### Input
========

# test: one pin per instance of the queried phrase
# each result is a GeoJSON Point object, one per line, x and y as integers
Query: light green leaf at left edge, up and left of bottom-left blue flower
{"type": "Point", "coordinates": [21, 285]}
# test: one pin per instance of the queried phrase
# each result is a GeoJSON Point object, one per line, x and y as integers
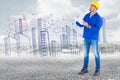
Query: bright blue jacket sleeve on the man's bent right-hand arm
{"type": "Point", "coordinates": [98, 25]}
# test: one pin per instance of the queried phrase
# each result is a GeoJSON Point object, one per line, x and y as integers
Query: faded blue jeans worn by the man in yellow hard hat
{"type": "Point", "coordinates": [87, 44]}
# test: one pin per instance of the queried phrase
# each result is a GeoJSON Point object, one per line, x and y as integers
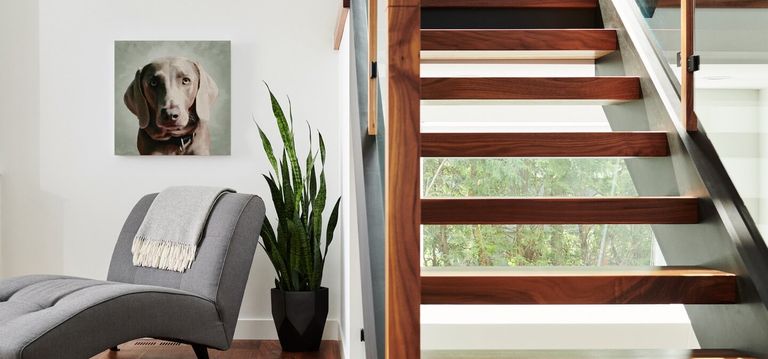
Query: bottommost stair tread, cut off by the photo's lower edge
{"type": "Point", "coordinates": [585, 354]}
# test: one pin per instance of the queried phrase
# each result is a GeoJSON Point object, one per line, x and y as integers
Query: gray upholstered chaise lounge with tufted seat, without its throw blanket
{"type": "Point", "coordinates": [65, 317]}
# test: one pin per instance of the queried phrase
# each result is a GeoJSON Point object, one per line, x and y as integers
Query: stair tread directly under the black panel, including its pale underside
{"type": "Point", "coordinates": [493, 44]}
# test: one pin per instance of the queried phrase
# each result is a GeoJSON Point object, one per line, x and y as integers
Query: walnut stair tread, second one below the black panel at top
{"type": "Point", "coordinates": [619, 88]}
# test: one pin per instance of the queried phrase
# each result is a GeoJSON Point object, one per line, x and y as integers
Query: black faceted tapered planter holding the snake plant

========

### Problem details
Only the pictures are to be left out, and all of the data must otherwise be transcribed exactly.

### Answer to this problem
# test: one pin per instance of the queried phrase
# each result is a GeoJSON Point object, one per line, x and y as integers
Query: light green leaf at left edge, up and left of bottom-left blue flower
{"type": "Point", "coordinates": [21, 285]}
# test: one pin per instance of the queried phrase
# each result is a GeoJSON Point object, one per line, x and y as integers
Query: bright blue jacket sleeve on the man's bent right-hand arm
{"type": "Point", "coordinates": [98, 25]}
# test: one pin per instance of the queried phrase
# each result is a GeoJSON Point object, one per line, x and y as integers
Query: faded blue jeans worn by the man in yellow hard hat
{"type": "Point", "coordinates": [87, 44]}
# test: one pin per instance of the queried phrase
# each result is a GeoJSON Point object, one per line, x and y as integers
Query: bottommost stair tread, cut off by the photo's lower edge
{"type": "Point", "coordinates": [585, 354]}
# test: one pin per instance of the queried phrase
# each result is a GeoJSON Point object, one per line, x and y as integers
Query: gray upholstered chaise lounge with tufted seat, without its throw blanket
{"type": "Point", "coordinates": [65, 317]}
# test: one pin per instance of the queried phrase
# each result is a GeoJSON Point object, one per line, x and y as integers
Query: stair tread directly under the black panel, including its pale underside
{"type": "Point", "coordinates": [493, 44]}
# test: one pin per instance of the queried phrase
# each result is a GeoJSON Point object, one per line, x and y as integers
Query: walnut stair tread, second one below the black panel at top
{"type": "Point", "coordinates": [619, 88]}
# test: one pin per instance of the queried phrase
# each result is a GeoJSON Point object, one per line, x and y as integers
Query: black faceted tapered planter holding the snake plant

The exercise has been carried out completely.